_Exercise brief_.
Beginning at the line with "the drainpipe, one", output each line to the end of the listing below exactly, please.
━━ Information shown
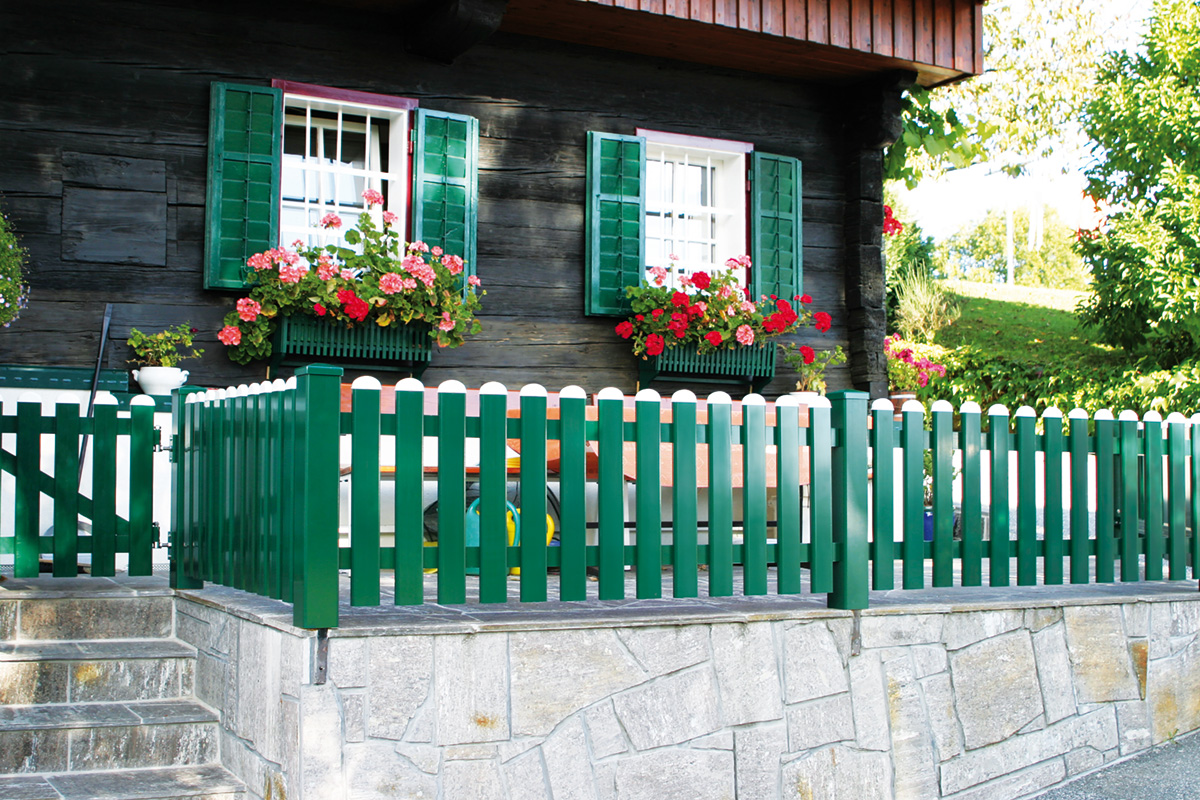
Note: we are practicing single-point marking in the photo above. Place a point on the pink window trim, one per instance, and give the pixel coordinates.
(684, 140)
(343, 95)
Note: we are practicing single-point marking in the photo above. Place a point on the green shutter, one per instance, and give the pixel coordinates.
(243, 215)
(775, 244)
(445, 182)
(616, 246)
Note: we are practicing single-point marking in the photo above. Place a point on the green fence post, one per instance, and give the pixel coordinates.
(1176, 524)
(409, 476)
(318, 419)
(789, 521)
(141, 486)
(912, 440)
(611, 493)
(754, 494)
(181, 554)
(648, 492)
(684, 513)
(573, 475)
(1026, 497)
(850, 518)
(1051, 564)
(493, 534)
(942, 444)
(720, 494)
(1105, 499)
(533, 493)
(66, 489)
(971, 444)
(365, 434)
(1131, 451)
(1152, 422)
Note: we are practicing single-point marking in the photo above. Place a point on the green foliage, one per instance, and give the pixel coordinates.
(1145, 259)
(13, 292)
(978, 253)
(166, 348)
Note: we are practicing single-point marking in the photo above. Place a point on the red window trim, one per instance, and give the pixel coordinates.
(687, 140)
(345, 95)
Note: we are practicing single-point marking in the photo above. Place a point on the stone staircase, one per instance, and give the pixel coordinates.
(96, 698)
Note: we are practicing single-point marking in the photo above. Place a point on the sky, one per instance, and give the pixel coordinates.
(961, 198)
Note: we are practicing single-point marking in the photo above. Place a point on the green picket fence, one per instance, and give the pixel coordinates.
(40, 456)
(256, 495)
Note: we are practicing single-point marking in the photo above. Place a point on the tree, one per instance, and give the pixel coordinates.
(1145, 259)
(1039, 59)
(1048, 260)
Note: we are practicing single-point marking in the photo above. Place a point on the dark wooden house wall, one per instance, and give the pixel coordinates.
(103, 126)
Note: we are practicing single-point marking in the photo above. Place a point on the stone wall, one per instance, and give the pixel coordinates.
(910, 702)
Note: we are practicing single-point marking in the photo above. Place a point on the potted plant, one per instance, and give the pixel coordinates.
(810, 367)
(379, 293)
(708, 325)
(161, 354)
(13, 292)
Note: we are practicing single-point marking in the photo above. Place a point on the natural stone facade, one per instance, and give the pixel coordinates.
(897, 703)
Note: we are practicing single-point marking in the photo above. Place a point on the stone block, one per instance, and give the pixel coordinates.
(1099, 655)
(942, 721)
(401, 679)
(964, 629)
(870, 698)
(349, 662)
(1054, 673)
(813, 666)
(839, 773)
(820, 722)
(996, 687)
(568, 764)
(892, 630)
(373, 771)
(472, 780)
(525, 777)
(321, 743)
(691, 774)
(97, 618)
(661, 650)
(670, 710)
(558, 673)
(604, 731)
(759, 755)
(912, 744)
(1133, 726)
(1173, 692)
(25, 683)
(472, 689)
(747, 673)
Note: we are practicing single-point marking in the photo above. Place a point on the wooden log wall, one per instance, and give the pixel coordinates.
(103, 125)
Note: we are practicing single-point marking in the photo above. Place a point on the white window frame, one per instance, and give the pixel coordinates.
(718, 228)
(327, 182)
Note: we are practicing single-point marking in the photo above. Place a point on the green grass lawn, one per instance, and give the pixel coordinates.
(1025, 324)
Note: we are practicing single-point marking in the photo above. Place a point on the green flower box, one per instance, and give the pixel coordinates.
(753, 365)
(303, 340)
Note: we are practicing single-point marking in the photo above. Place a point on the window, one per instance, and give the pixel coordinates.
(695, 203)
(655, 194)
(282, 156)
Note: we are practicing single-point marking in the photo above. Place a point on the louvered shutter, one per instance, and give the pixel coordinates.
(243, 214)
(616, 246)
(775, 242)
(445, 182)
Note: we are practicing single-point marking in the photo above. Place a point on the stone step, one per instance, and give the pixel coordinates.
(208, 782)
(87, 737)
(95, 671)
(66, 617)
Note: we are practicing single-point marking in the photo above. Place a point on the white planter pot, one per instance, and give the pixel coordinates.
(160, 380)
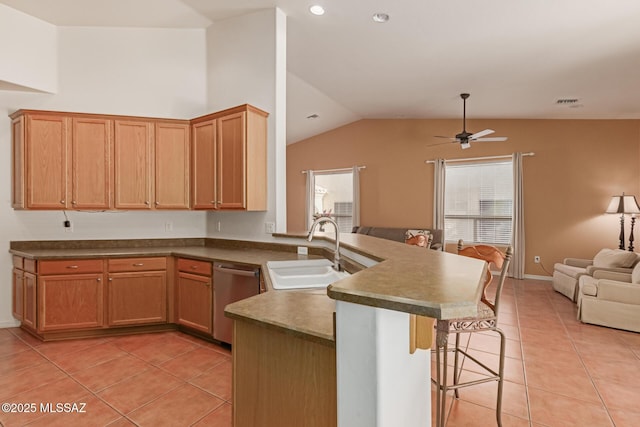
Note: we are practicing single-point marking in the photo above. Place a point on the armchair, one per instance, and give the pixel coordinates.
(610, 299)
(566, 275)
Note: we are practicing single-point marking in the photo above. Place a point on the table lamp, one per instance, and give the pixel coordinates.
(624, 205)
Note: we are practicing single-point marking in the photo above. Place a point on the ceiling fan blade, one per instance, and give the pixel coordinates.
(493, 139)
(482, 133)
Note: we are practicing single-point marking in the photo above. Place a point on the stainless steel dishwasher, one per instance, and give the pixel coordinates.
(231, 283)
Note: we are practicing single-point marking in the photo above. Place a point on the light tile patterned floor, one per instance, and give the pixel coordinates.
(559, 372)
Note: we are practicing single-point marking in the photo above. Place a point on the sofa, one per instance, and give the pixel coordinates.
(435, 237)
(610, 299)
(566, 275)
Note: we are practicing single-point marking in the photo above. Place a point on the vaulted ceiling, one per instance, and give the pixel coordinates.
(516, 58)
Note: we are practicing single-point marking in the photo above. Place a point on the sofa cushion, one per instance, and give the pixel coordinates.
(614, 258)
(569, 270)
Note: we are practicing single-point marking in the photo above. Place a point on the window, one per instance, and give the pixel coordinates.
(334, 198)
(479, 202)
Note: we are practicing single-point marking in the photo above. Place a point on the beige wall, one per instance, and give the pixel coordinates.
(577, 167)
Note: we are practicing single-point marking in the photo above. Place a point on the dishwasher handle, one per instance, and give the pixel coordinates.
(236, 271)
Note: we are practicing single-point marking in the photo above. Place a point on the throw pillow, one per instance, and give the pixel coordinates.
(417, 238)
(614, 258)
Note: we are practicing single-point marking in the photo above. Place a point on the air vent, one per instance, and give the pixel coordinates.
(566, 101)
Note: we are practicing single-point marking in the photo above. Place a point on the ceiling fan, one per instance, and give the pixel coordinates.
(464, 137)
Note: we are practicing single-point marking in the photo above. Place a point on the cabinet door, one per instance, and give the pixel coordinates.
(46, 161)
(18, 294)
(30, 300)
(172, 166)
(137, 298)
(71, 301)
(133, 166)
(91, 163)
(231, 161)
(195, 302)
(203, 171)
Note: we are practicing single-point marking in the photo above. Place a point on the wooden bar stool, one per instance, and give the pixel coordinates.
(486, 320)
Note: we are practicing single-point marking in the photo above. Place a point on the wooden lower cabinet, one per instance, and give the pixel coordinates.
(72, 301)
(195, 302)
(30, 300)
(136, 298)
(18, 294)
(281, 380)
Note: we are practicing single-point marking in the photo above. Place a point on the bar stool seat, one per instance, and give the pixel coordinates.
(485, 320)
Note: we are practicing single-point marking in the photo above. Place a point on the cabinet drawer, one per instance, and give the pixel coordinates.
(70, 266)
(137, 264)
(30, 265)
(194, 266)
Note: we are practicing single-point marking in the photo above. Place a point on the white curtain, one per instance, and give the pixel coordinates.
(439, 173)
(355, 215)
(517, 263)
(311, 194)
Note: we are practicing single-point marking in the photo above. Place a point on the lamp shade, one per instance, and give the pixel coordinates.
(623, 205)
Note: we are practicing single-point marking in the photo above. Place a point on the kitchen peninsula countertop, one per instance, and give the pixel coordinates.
(407, 278)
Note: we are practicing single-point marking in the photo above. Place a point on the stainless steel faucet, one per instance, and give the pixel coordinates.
(336, 253)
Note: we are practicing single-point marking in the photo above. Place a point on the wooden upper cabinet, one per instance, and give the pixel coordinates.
(172, 148)
(99, 162)
(92, 163)
(203, 171)
(133, 164)
(44, 143)
(236, 141)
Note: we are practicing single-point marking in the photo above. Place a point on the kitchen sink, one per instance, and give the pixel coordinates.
(303, 274)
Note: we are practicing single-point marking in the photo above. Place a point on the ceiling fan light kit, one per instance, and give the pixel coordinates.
(464, 137)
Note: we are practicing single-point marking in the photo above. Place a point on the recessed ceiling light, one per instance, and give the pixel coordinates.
(316, 9)
(380, 17)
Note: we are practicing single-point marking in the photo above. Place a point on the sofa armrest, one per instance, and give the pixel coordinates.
(611, 290)
(612, 275)
(592, 269)
(578, 262)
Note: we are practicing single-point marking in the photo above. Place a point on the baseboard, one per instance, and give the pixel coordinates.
(537, 277)
(9, 324)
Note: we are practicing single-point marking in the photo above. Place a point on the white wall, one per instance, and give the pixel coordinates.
(28, 51)
(147, 72)
(246, 63)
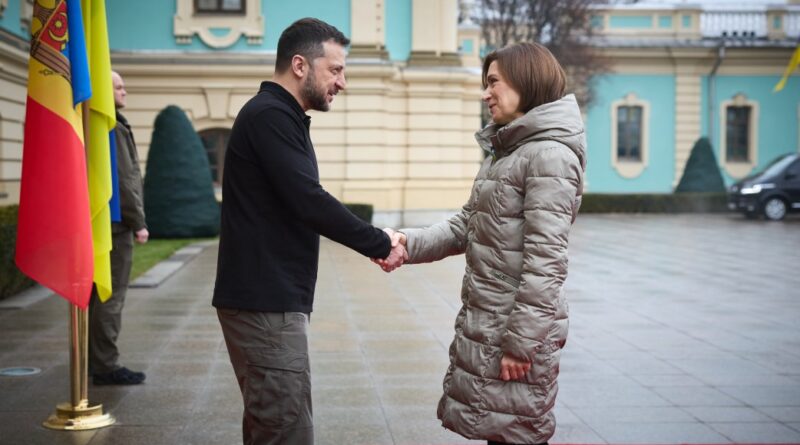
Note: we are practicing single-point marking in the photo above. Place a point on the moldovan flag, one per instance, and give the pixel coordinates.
(789, 70)
(102, 119)
(54, 238)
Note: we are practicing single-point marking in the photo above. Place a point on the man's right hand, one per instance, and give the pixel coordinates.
(141, 236)
(398, 255)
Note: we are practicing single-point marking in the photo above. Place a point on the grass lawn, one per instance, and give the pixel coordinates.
(147, 255)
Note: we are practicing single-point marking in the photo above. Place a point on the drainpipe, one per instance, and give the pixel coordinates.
(712, 96)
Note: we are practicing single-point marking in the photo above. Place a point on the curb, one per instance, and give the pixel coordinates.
(150, 279)
(166, 268)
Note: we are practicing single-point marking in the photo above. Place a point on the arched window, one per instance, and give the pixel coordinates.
(215, 140)
(739, 135)
(630, 129)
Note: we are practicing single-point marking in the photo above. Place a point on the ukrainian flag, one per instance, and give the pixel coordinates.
(102, 119)
(54, 237)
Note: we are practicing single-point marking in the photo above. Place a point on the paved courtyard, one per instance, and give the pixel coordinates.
(684, 329)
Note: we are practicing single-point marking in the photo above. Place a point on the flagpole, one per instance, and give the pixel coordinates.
(77, 414)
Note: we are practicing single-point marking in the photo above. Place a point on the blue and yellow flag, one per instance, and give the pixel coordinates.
━━━━
_Answer for this exercise_.
Note: we are practicing single-point marking in the photo above. Place a point on the drainpipe, one per instance, and give the pixel coordinates.
(712, 96)
Note: we are practicing single-point marking in the photo above. Place a point on the curb, one per instance, and give the pixel coordinates.
(150, 279)
(166, 268)
Note: we are practicing single-point marking in the photo above. Place a point on the arched window, one per instance, and give the pixel coordinates.
(215, 140)
(739, 135)
(630, 129)
Note: we are practicing single-point marking in the photo above. Place a point on the ukrainian flag, one per instance, and give the pixel coordinates.
(102, 119)
(54, 237)
Note: we are practicing single-point marking in the photo above. Place a point on the paved courtyard, one per instance, and give the pixel coordinates.
(684, 329)
Note: we are practicing single-point marking in the photo above. Place a point on the flagpole, one per instance, and give the pixel coordinates.
(77, 414)
Note: we are practicing single-point marking in the photo above. Place a point on the blue and yellow flag, one per instance, and give the pixel coordinates.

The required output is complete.